----- PROVIDED TEXT

Jetpets Vet Dr. Angus provides his top tips to help your dog adjust to your new home
This is a good news story. The moment your dog sees you, or another family member, on arrival from their ride on the big jet plane then suddenly all will become clear as why they just did what they did. And, dogs being dogs, they’ll be so overcome with the joy of seeing you (as they always are), they’ll forget almost completely about what just happened.
Don’t get us wrong, flying isn’t generally a scary experience for dogs – I can say with confidence that after quite a few years of seeing dogs off on flights that dogs who have travelled by air before are always quite happy to do it again. Somewhere in their canine brains, among the info about where they buried all those bones and the TV remote, what time the postie comes past and how many cats to this day are still stuck up that tree, there’s a memory about going in this weird car-like thing where they couldn’t stick their head out of the window but at the end of the ride, that’s right, they were reunited with YOU!!
So all that explaining you did before the journey (where actually all they heard was “blah blah blah blah car, blah blah blah blah walk, blah blah blah blah no we are not leaving the cat behind”) now all makes sense.

----------
----- SUPPLIED INFORMATION

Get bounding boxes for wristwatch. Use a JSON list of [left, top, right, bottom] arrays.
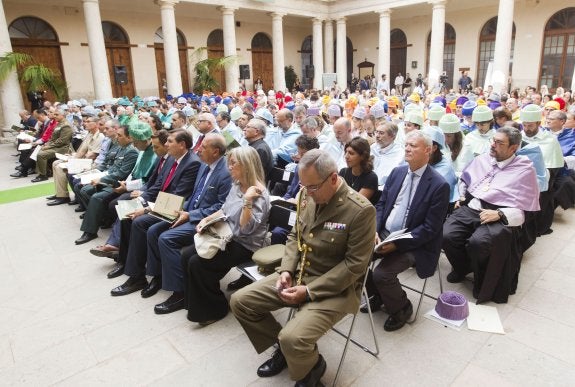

----------

[REQUIREMENT 1] In the dog-travel text, replace "journey" with "trip" and write out the passage between "So all that" and "all makes sense.", inclusive.
[REQUIREMENT 2] According to the dog-travel text, how do dogs who have travelled by air before feel about flying again?
[REQUIREMENT 3] Go on with the text about helping a dog adjust after a flight to a new home, picking up after its final sentence.
The data above is separate material, unrelated to the text about dogs flying to a new home.

[ANSWER SPACE 1]
So all that explaining you did before the trip (where actually all they heard was “blah blah blah blah car, blah blah blah blah walk, blah blah blah blah no we are not leaving the cat behind”) now all makes sense.

[ANSWER SPACE 2] They are always quite happy to do it again.

[ANSWER SPACE 3]
Unless you happen to own a Border Collie…, they’re different and will have understood every word you said, in fact just give them this electronic device now and they’ll read this themselves. And you know that middle-of-the-row seat you landed? In between the yoghurt covered toddler and that bloke who just won’t stop talking about the Collingwood Football Club? Well, your Border Collie has dipped into those frequent flyer points you were saving up to buy that smoothie juicer (mmmm, kale…) and upgraded you! After all, they’re going business class (with the lie-flat bed and friendly good-looking Jetpets pet handlers pouring the iced waters and telling you what a good boy/girl you are) so why shouldn’t you travel business class too? What, you didn’t know that Qantas sent their premium cabin staff to us for training?
So, to cut a long story short your dog will still think you’re no less super-awesome than you were before the big trip. And, really, settling in is pretty much a done deal.
What you should do though is take care of few canine personal health and safety issues
1. Make sure your new home is escape-proof
If they’re one of the minority who might leave your side for more than a few seconds then it’s essential to make sure that your new home is escape-proof – so is the lock on the back gate functional, are there any holes/gaps in the fence? If they don’t necessarily get on with other dogs then make sure any neighbours’ dogs can’t make contact with them either by getting some or all of themselves through fences.
2. Keep your dog on a lead
This may be obvious, but even though you and your dog might be totally free spirits, please keep them on a lead – at least for the short walk between the front door of the Jetpets Transit Lounge and your VW Kombi. Nothing gives us the heebie-jeebies more than a loose dog in the car park with cars whizzing past. We want you and your dog to get away safely on your surf trip, those seagulls won’t chase themselves.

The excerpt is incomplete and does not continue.